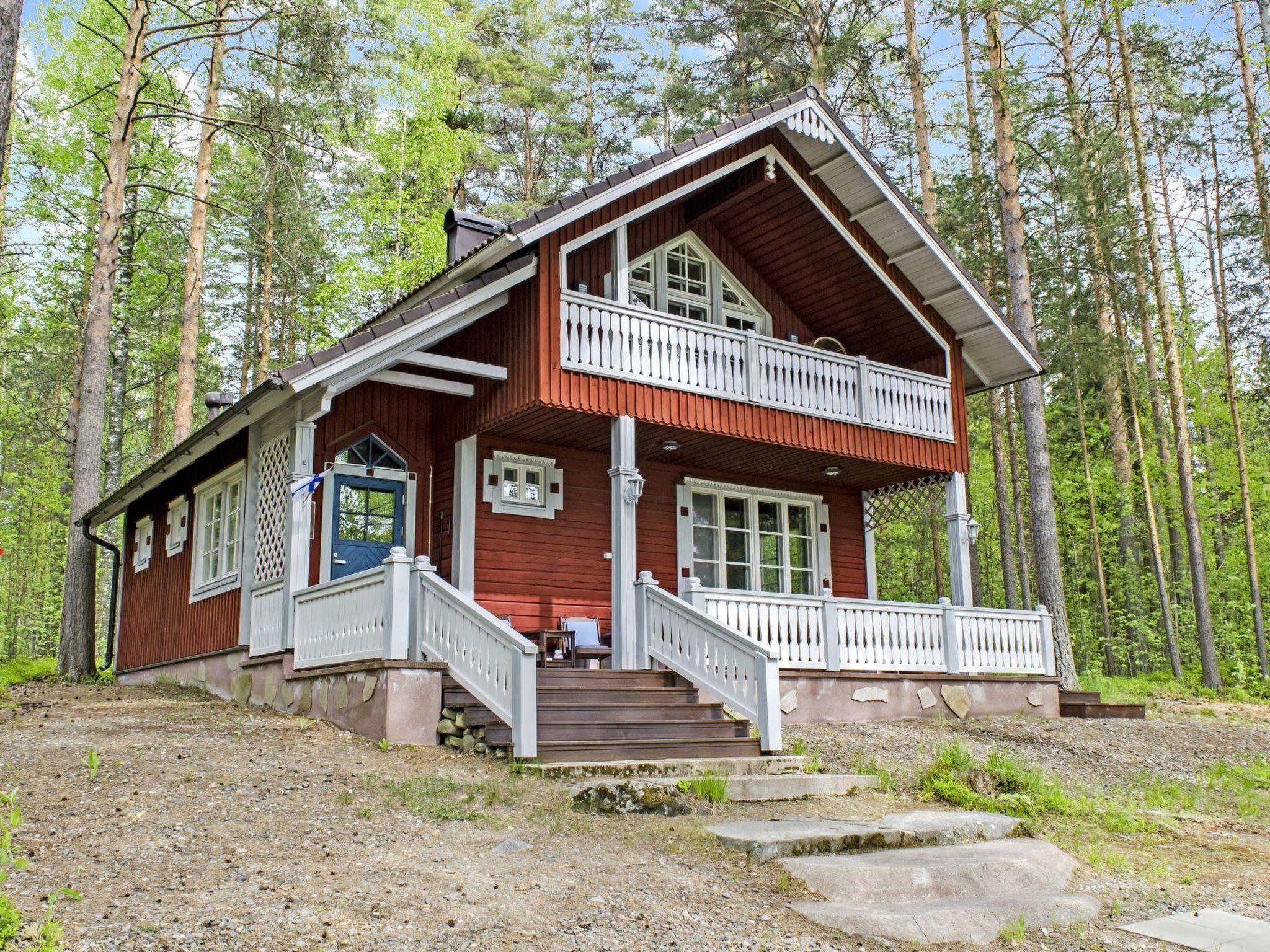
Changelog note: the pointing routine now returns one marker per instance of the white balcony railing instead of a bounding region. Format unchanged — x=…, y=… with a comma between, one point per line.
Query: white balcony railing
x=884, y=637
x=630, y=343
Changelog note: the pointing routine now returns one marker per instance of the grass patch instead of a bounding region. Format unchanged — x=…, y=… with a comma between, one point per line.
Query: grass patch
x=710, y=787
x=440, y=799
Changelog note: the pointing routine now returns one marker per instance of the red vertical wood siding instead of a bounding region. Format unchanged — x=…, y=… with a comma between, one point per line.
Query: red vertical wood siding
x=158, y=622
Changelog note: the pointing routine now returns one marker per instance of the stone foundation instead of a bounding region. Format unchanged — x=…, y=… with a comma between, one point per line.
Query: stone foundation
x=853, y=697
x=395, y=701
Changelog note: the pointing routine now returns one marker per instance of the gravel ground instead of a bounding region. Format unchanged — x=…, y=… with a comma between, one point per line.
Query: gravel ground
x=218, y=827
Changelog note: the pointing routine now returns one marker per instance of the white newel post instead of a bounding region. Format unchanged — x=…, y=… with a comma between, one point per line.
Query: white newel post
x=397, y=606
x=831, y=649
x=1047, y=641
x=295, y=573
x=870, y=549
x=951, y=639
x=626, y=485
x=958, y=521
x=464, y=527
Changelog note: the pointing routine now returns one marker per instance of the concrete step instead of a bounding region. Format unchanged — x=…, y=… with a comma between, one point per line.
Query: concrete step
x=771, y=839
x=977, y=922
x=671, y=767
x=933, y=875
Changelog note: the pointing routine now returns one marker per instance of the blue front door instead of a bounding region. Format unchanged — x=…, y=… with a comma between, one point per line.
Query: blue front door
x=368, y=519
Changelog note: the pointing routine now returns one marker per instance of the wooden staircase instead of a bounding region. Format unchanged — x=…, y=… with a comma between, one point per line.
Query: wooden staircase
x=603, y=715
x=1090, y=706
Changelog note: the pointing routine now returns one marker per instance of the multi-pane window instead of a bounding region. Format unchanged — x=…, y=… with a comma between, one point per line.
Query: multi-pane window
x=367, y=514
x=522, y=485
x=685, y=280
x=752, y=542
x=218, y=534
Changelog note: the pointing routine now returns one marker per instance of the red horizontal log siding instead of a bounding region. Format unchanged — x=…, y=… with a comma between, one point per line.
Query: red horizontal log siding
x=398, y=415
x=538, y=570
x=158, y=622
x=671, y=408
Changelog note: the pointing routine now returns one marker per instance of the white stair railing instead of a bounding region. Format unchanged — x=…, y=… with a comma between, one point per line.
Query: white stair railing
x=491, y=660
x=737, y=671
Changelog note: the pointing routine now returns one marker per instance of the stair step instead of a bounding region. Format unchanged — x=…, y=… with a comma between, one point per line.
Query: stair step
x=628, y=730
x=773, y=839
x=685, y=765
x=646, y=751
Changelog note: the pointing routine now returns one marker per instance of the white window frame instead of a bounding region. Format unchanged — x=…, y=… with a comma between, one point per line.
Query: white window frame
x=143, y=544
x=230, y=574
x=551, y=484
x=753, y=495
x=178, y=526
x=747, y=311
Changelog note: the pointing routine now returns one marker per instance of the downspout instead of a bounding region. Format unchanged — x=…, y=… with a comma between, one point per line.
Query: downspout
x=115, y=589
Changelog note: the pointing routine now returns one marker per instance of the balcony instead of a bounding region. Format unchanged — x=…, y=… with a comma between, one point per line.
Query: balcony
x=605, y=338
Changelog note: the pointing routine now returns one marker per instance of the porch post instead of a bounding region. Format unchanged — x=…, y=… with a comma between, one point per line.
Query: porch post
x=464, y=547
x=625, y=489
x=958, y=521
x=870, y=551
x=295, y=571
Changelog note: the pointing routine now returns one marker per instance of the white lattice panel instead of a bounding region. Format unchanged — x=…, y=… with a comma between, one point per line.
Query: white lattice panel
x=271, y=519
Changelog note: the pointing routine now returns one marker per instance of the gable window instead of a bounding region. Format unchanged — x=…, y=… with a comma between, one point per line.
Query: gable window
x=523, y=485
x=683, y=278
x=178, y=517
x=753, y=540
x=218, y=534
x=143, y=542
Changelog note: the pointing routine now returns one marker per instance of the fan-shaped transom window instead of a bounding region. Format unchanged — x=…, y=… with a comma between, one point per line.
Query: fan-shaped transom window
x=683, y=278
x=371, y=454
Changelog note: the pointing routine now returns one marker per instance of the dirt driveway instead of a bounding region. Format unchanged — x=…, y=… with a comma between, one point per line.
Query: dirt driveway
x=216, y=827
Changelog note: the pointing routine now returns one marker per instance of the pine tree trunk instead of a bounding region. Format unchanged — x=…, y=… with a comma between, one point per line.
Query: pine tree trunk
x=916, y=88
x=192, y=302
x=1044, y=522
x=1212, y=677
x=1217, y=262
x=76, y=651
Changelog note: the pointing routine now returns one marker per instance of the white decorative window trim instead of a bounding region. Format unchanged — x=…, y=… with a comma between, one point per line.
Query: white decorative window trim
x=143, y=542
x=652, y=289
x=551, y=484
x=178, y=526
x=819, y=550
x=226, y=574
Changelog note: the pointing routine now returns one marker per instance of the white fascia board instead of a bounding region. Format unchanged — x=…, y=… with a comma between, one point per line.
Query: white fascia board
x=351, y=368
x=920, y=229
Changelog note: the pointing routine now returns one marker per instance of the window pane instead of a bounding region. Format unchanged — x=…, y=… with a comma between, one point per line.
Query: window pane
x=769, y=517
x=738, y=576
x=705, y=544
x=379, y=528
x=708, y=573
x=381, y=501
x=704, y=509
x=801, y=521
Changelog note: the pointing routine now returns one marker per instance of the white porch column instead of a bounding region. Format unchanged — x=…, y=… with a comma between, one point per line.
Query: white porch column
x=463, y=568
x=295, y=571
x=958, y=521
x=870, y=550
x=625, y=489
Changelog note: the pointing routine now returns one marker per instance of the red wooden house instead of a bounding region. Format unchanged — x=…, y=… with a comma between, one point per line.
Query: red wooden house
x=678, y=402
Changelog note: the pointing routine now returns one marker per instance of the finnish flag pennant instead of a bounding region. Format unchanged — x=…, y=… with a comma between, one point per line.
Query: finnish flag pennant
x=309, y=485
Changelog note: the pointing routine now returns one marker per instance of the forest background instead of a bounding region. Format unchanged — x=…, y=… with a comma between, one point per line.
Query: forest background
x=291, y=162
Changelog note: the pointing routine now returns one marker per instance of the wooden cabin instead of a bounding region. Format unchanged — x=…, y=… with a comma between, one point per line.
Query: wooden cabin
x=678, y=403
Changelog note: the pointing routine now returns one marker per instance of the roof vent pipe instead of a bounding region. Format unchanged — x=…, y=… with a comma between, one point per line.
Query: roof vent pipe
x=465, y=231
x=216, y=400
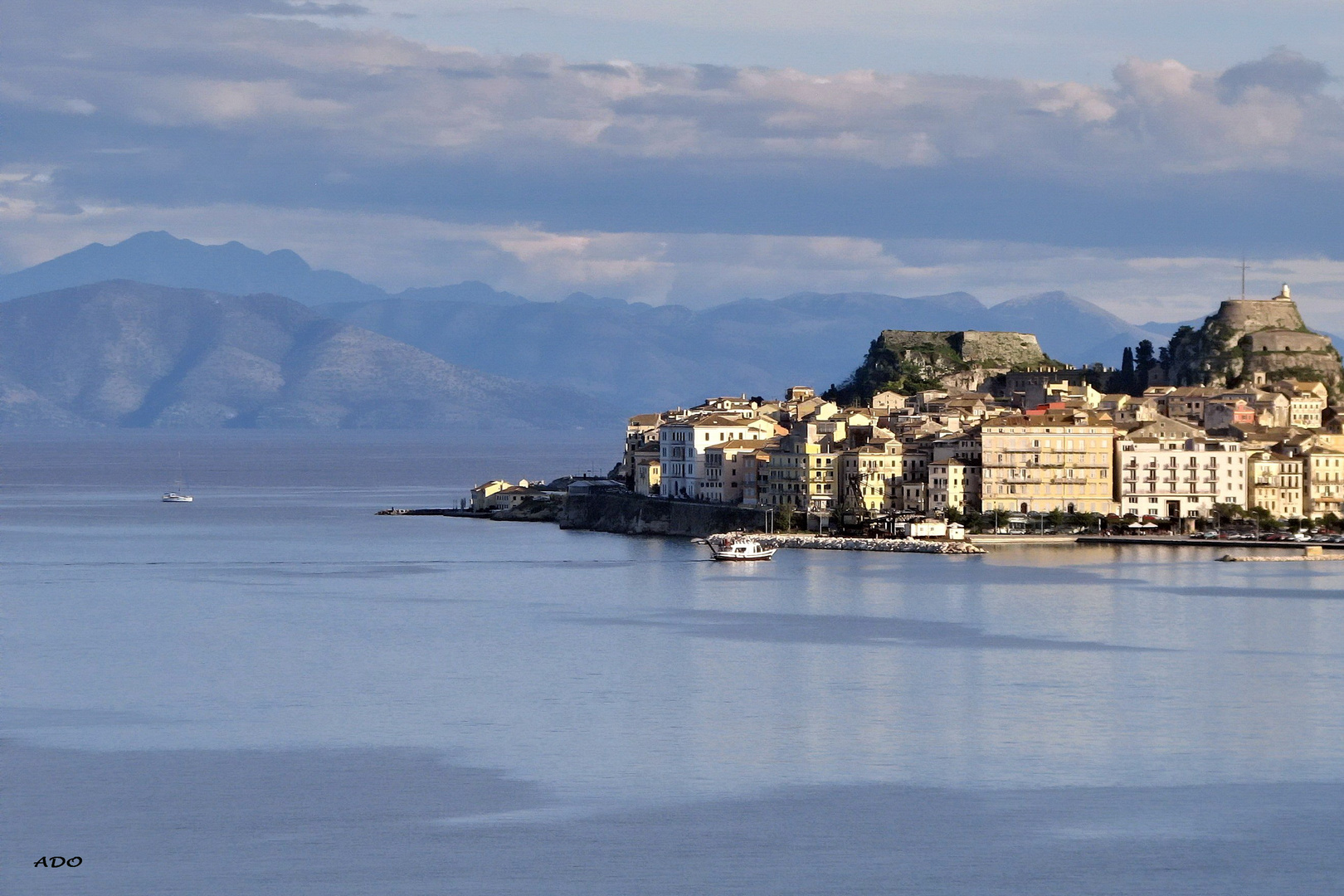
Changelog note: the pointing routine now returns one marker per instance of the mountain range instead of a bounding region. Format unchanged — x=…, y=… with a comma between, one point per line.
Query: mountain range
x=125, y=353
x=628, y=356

Exercise: All of the data above needs to be given again exactly. Leave out each image.

Exercise result:
Changelog note: the pointing routine now returns one marker per instance of the white balcony railing instead of a bounding region. Format unchanged — x=…, y=… with a comma between, one point per line.
Query: white balcony railing
x=884, y=637
x=630, y=343
Changelog note: the pointing routine now returns one marker per instance of the grass patch instead of a bounding region. Format unchanged — x=…, y=… with a comma between, one point per line.
Query: grass patch
x=710, y=787
x=440, y=799
Changelog note: the pointing routine now returns one marker per instance of the red vertical wood siding instead of a bounding region. Format unchanged — x=…, y=… with a comma between, one point per line.
Query: red vertical wood siding
x=158, y=622
Changelog note: the pointing routine now returns one marker per instance of the stone foundation instead of a bounding region. Format unchanged — x=…, y=… with a comma between, one point per line.
Query: stone foundation
x=853, y=697
x=395, y=701
Changelog note: the pointing routine now returns one marker per instance of the gravel ground instead of a bounding region. Format unchanged — x=…, y=… with a comma between, one point per line.
Query: gravel ground
x=218, y=827
Changelog note: the pointing routine now returns one marker per instance of the white newel post instead of a bounding region. Format unchanged — x=…, y=… with a comma between, one point per line.
Query: white newel post
x=397, y=606
x=831, y=649
x=1047, y=641
x=295, y=573
x=870, y=549
x=951, y=639
x=626, y=485
x=958, y=521
x=464, y=527
Changelog note: the pointing routine now returns one marker per instance of the concrete step instead of a bounding region. Format unchanged — x=…, y=… with a comma between, one point per line.
Query: concrete step
x=771, y=839
x=977, y=922
x=671, y=767
x=933, y=875
Changelog note: the pointing routine now returns one marker per instance of the blue front door instead of a bounding region. Format unchanged — x=…, y=… with a comma between, one point per line.
Query: blue front door
x=368, y=519
Changelog note: the pointing routine now returns one marker per instance of the wooden staircase instead of a bounding region. Format unchanged — x=…, y=… with a comma between, one point per line.
Query: wooden staircase
x=603, y=715
x=1090, y=706
Changelog note: the pointing routine now returns one marker per instance of the multi-pane window instead of a bounding region. Format unchanged — x=…, y=… with a comma between, one point per line.
Query: multi-pane window
x=367, y=514
x=522, y=485
x=685, y=280
x=752, y=542
x=218, y=534
Changelog note: the pointing routine now returns one marker per instance of the red horizontal log siding instead of a bounding region. Format unchanged — x=…, y=… with a comma between, one point per line.
Query: red horizontal log siding
x=398, y=415
x=538, y=570
x=158, y=622
x=671, y=408
Changelog note: the pointing routine now returns one marker per instance of the white stair railing instead of a bounding region. Format unchanged — x=…, y=… with a comma between, one point per line.
Query: white stair railing
x=491, y=660
x=737, y=671
Changelog note: the pointing routine now returns one marker per instance of the stair step instead of a bounding region. Format unchanged — x=…, y=… with a comma between, one point per line.
Query: stair step
x=628, y=730
x=773, y=839
x=685, y=765
x=646, y=751
Changelog note: the pointing routine now returns one marker per instance of the white window frame instead of a bounding region. Format unchanged — x=…, y=… with a comma between, one point per line.
Query: white window frame
x=143, y=544
x=230, y=574
x=551, y=484
x=753, y=495
x=178, y=526
x=747, y=311
Changelog note: the pointing routine now returns one marker per instance of the downspout instead of a bounding region. Format unchanged — x=…, y=… with a comma between, one point per line.
Query: downspout
x=115, y=589
Changelog note: the pointing routine now returns one marker per instance of the balcony instead of a bounding region. Format unchanged — x=…, y=… with a comma between, one point per line.
Query: balcony
x=605, y=338
Changelog note: the pointing routine now returns one marker per instance of the porch post instead of a bounding region. Format unchanged — x=…, y=… with a comma between, one point per line.
Query: porch post
x=464, y=547
x=625, y=489
x=958, y=521
x=870, y=551
x=295, y=571
Changelog note: the pointing routine now returns one marker per instance of the white lattice panel instead of a bounding region. Format unchanged — x=…, y=… with a comma between, one point per line.
Query: white lattice panel
x=271, y=519
Changelog note: the pointing routine now returns one marker per instance of the gable window instead of a bounding region. Format unchanged — x=…, y=… with a comma between, one point per line.
Query: gable window
x=523, y=485
x=683, y=278
x=178, y=517
x=753, y=540
x=218, y=534
x=143, y=542
Changelog note: the pointing routine now returns one marker per instance of the fan-shaped transom window instead of a bounding region. Format unchanged — x=…, y=… with a comma between, one point per line.
Query: fan-shaped transom window
x=683, y=278
x=371, y=454
Changelog note: the pointing routine now returns one marker per instance of the dirt driveway instead of a bounding region. Format unchanged — x=…, y=… with a comma between, one point per line.
Query: dirt driveway
x=216, y=827
Changelog note: the pointing routine now returns one marker per instance of the pine tree trunk instead of a bounding region. Format unchanged — x=…, y=… with a comma between, one point per line.
Query: pine tree trunk
x=916, y=88
x=192, y=302
x=1044, y=522
x=1212, y=677
x=1217, y=262
x=76, y=651
Changelog note: the pointing routine now returns one marker per instance of the white decorative window trim instead of a bounding region. Format unchanged — x=…, y=… with a comma between, one point per line.
Query: white decorative window trim
x=143, y=542
x=652, y=289
x=551, y=484
x=178, y=526
x=819, y=550
x=226, y=574
Changelog note: the pointing routine now returns one marker per instance of the white fascia board instead of a bounding region. Format unchanged — x=…, y=… with a comma between, one point per line.
Query: white fascia board
x=351, y=368
x=920, y=229
Changelog note: the pointing routine now returns one marker per instance of the window pane instead of a bounding region. Format unchanged — x=…, y=… with a comma between, one point per line.
Query: window pane
x=769, y=517
x=738, y=576
x=705, y=544
x=379, y=528
x=708, y=573
x=381, y=501
x=704, y=509
x=801, y=521
Changelog note: the pointing routine now returns one marker per instance of the white porch column instead of a bounding region. Format unchanged — x=…, y=… with a comma between, one point per line.
Query: white porch column
x=463, y=568
x=295, y=571
x=958, y=521
x=870, y=550
x=625, y=489
Changelog note: the pointing routine now returns one marker per instance of the red wooden house instead of a bounding region. Format unchanged — x=…, y=… with a comma between, one point per line.
Query: red wooden house
x=678, y=402
Changelog note: the pointing routine now returns one marker per instance of the finnish flag pennant instead of a bounding region. Format unchanged — x=…, y=… with a comma between, one point per line.
Query: finnish flag pennant
x=309, y=485
Changelog note: the pointing routine now returns one marker per instance of the forest background instead of a bounding region. Format unchanged — x=…, y=… with a comma between, one point per line.
Query: forest background
x=291, y=162
Changelog note: the pointing routine now returns one marker per instance of the wooden cabin instead of a bounding region. Format unchanged — x=…, y=… with a comma between, one point per line.
Query: wooden cabin
x=678, y=403
Changelog note: the pointing routine now returns one marker per instance of the roof vent pipe instead of a bounding region. Format unchanged — x=…, y=… with a comma between, one point per line.
Query: roof vent pipe
x=465, y=231
x=216, y=400
Changelog note: the pointing routine now returns one marker per instance of the mountain range instead of a bounding region. Format unchanged — x=…, y=… with a comma between, one point per line.
Query: mountain range
x=125, y=353
x=628, y=356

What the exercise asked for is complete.